**Teks Pilihan:**

Fasilitas Kesehatan Sengaja Ditarget
Serangan serupa RS Abs tak hanya satu dua kali terjadi dan dijadikan sebagai target perang. Di Suriah, selama tahun 2016 saja, Organisasi Kesehatan Dunia (WHO) telah mencatat 120 serangan terhadap fasilitas kesehatan. Di tahun sebelumnya, tercatat 135 serangan pada fasilitas kesehatan dan 93 serangan serupa di 2014.
Perang yang sengit membuat korban terus berjatuhan, gelombang pasien datang terus menerus. Staf medis kelelahan dan stok obat terbatas, orang-orang banyak yang putus asa atas hidupnya. Aleppo Barat juga tak selamat dari serangan membabi-buta, dan yang tersisa dari itu semua hanya satu dari sembilan rumah sakit di Aleppo bagian timur, sementara empat rumah sakit lainnya lumpuh.
Di Yaman, sejak konflik yang dimulai pada 2015, lebih dari 160 serangan terhadap rumah sakit, klinik, dan petugas medis telah dilaporkan ke Komite Internasional Palang Merah (ICRC). Separuh lebih fasilitas kesehatan di negara itu lumpuh, tak bisa digunakan. Setiap hari, rata-rata 20 orang meninggal, kebanyakan, akibat luka yang tidak bisa dirawat dan penyakit yang tidak bisa disembuhkan, karena ketiadaan obat yang tepat dan rumah sakit tidak berfungsi.

**Soal dan Tugas:**
a – Apakah setiap pernyataan ini sesuai dengan teks pilihan? Jawab ya atau tidak, lalu kutip kata-kata penentunya dari teks. (i) WHO mencatat 120 serangan terhadap fasilitas kesehatan di Suriah selama 2016. (ii) Di Aleppo bagian timur, empat dari sembilan rumah sakit masih berfungsi. (iii) Serangan terhadap rumah sakit di Yaman dilaporkan ke WHO.
b – Kutip bagian teks pilihan yang dimulai dengan "Perang yang sengit" dan berlanjut sampai "sakit lainnya lumpuh.".
Gunakan hanya isi teks pilihan untuk menjawab.

**Data Tercatat:**
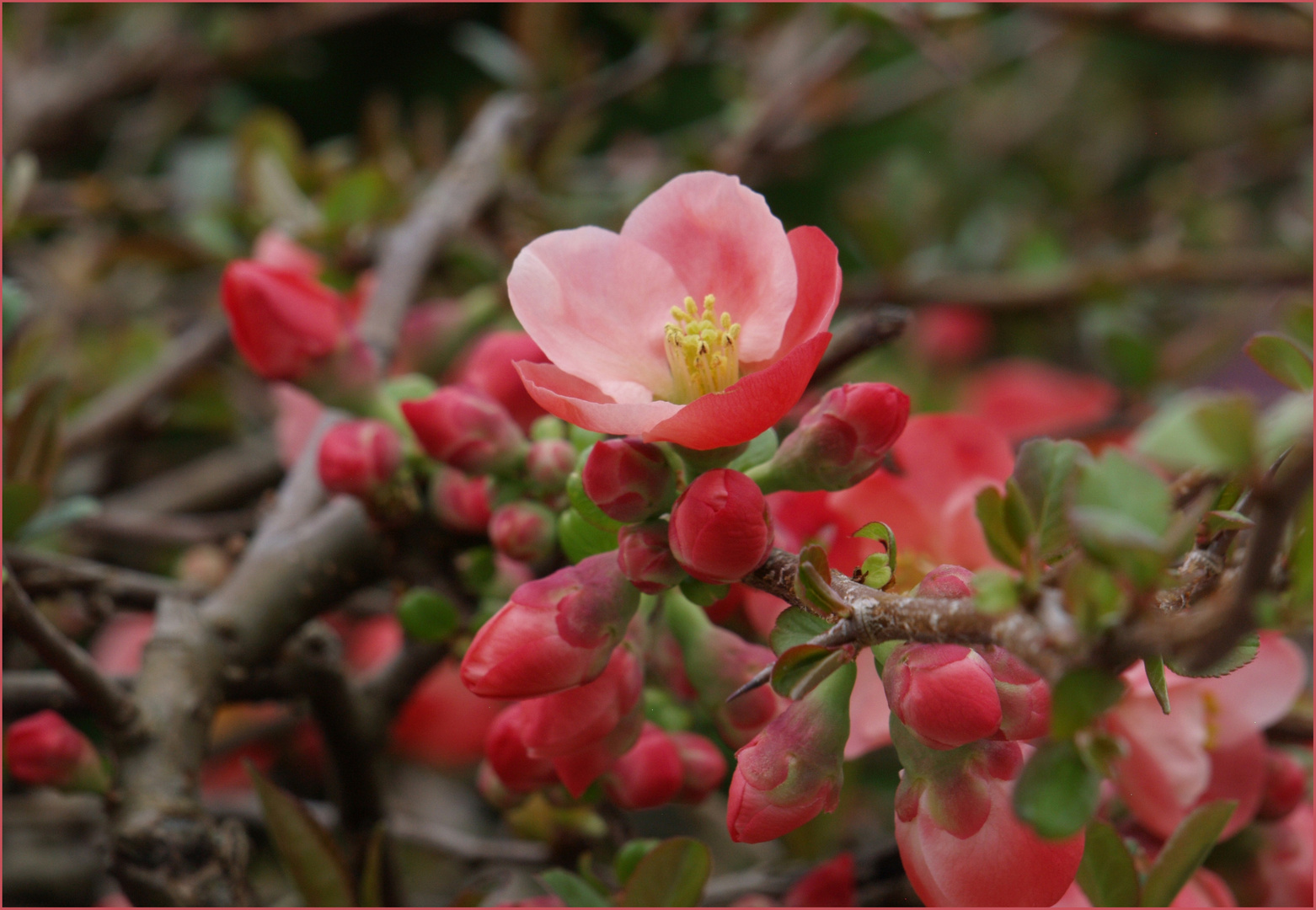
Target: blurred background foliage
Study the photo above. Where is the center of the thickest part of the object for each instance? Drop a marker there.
(1119, 189)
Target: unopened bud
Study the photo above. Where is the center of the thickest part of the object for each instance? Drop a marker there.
(628, 479)
(645, 559)
(720, 527)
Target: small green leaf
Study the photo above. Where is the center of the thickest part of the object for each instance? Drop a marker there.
(1057, 793)
(1156, 678)
(1238, 656)
(426, 615)
(1283, 358)
(1185, 851)
(795, 626)
(308, 851)
(671, 875)
(991, 515)
(1105, 872)
(574, 891)
(802, 668)
(1079, 699)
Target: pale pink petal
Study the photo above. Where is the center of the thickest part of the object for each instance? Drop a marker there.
(749, 407)
(596, 304)
(575, 400)
(721, 238)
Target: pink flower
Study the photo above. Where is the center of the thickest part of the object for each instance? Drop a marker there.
(1210, 746)
(618, 320)
(961, 843)
(720, 527)
(555, 632)
(1024, 398)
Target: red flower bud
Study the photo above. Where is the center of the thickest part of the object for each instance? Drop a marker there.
(506, 751)
(524, 531)
(459, 502)
(948, 581)
(841, 440)
(628, 479)
(703, 767)
(282, 320)
(489, 367)
(1286, 785)
(1025, 699)
(645, 557)
(358, 456)
(649, 774)
(465, 428)
(720, 527)
(555, 632)
(791, 771)
(46, 750)
(945, 693)
(549, 463)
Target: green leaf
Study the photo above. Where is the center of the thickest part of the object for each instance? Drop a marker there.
(426, 615)
(671, 875)
(1185, 851)
(1081, 697)
(307, 849)
(1105, 872)
(1044, 473)
(1156, 678)
(1215, 432)
(794, 627)
(574, 891)
(1283, 358)
(800, 669)
(1057, 793)
(1238, 656)
(991, 515)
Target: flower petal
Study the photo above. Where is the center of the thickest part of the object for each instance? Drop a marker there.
(745, 410)
(580, 404)
(721, 238)
(596, 304)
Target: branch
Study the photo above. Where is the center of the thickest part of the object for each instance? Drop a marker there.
(110, 704)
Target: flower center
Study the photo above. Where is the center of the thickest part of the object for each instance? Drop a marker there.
(702, 351)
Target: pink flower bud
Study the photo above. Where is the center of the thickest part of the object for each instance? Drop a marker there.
(948, 581)
(791, 771)
(1286, 785)
(555, 632)
(1025, 699)
(703, 767)
(649, 774)
(358, 456)
(524, 531)
(466, 428)
(843, 439)
(945, 693)
(828, 886)
(628, 479)
(461, 502)
(46, 750)
(282, 320)
(720, 527)
(961, 843)
(645, 557)
(549, 463)
(489, 367)
(507, 753)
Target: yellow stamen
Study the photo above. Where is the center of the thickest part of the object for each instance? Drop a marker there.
(702, 351)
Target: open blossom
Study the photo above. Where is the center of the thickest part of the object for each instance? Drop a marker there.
(1210, 746)
(700, 323)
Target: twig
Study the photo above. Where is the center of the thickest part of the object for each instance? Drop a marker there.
(110, 704)
(115, 410)
(468, 180)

**Jawaban Tiap Soal:**
a –
(i) Ya: "selama tahun 2016 saja, Organisasi Kesehatan Dunia (WHO) telah mencatat 120 serangan terhadap fasilitas kesehatan"
(ii) Tidak: "yang tersisa dari itu semua hanya satu dari sembilan rumah sakit di Aleppo bagian timur"
(iii) Tidak: "telah dilaporkan ke Komite Internasional Palang Merah (ICRC)"

b –
Perang yang sengit membuat korban terus berjatuhan, gelombang pasien datang terus menerus. Staf medis kelelahan dan stok obat terbatas, orang-orang banyak yang putus asa atas hidupnya. Aleppo Barat juga tak selamat dari serangan membabi-buta, dan yang tersisa dari itu semua hanya satu dari sembilan rumah sakit di Aleppo bagian timur, sementara empat rumah sakit lainnya lumpuh.